Exercise requirements: State how many lines in the records below include the word "juice". Give nothing but that number.

Records to process:
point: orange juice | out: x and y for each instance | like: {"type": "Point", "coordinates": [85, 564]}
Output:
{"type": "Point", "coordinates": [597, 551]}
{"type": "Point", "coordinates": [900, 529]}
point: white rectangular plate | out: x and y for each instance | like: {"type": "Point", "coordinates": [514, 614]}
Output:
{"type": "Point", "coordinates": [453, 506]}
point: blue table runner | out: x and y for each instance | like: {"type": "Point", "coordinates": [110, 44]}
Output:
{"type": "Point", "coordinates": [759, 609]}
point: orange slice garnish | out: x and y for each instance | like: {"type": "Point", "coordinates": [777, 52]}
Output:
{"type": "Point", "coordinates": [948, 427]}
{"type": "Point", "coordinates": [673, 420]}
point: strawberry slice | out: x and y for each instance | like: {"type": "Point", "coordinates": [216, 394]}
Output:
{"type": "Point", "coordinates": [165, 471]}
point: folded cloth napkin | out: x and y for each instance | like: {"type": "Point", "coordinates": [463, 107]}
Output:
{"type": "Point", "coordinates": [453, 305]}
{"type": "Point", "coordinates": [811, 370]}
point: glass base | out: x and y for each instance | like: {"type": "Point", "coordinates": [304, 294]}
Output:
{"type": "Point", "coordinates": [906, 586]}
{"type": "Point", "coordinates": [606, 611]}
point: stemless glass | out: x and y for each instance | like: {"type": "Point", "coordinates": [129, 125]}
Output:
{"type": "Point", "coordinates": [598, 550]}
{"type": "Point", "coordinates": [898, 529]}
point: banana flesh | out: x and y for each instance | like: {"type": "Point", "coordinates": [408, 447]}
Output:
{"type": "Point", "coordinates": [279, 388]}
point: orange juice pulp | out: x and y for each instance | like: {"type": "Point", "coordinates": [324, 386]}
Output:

Response: 2